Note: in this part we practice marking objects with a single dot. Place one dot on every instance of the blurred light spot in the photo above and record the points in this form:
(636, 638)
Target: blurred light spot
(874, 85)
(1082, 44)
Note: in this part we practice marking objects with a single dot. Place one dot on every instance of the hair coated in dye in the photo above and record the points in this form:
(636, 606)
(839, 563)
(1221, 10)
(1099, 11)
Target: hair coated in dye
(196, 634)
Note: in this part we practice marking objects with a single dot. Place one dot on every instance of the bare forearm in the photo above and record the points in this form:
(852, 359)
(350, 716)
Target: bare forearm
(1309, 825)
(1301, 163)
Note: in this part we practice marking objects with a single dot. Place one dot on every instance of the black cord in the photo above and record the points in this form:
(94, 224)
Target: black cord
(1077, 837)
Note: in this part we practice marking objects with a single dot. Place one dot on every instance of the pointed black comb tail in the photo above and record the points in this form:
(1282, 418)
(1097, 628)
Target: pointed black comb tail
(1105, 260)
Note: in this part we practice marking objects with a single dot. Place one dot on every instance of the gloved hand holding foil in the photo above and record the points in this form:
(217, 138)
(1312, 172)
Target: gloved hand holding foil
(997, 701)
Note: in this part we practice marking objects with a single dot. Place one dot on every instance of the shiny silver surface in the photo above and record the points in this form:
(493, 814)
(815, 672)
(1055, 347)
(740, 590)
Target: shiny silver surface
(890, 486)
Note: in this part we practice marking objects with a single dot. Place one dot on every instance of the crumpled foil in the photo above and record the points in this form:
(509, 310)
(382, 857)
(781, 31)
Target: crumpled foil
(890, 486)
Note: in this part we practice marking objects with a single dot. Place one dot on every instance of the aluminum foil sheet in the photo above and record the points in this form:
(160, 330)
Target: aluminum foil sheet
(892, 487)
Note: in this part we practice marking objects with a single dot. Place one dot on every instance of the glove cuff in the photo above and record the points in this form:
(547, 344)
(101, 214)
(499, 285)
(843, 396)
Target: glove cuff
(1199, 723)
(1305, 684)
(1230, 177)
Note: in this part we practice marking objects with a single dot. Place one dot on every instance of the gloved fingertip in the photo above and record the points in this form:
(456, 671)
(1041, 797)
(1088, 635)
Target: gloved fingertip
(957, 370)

→ Exercise requirements: Exactly as they appear, write out the lines from the one containing "the glove cuff" through the final line of the entries above, both included.

→ Answer space:
Note: in this part we practice marking objects with a single dot. Place one dot on every instance of the glove cuff in the photo above and record the points in this form:
(547, 344)
(101, 214)
(499, 285)
(843, 396)
Target: glove cuff
(1199, 723)
(1305, 684)
(1230, 177)
Note: in this part we practice marking objects with a single dot. Place one dot on every instance of the gloved fingertip in the photo above and record the points in this form:
(456, 671)
(1041, 797)
(1088, 635)
Target: gloved fingertip
(957, 370)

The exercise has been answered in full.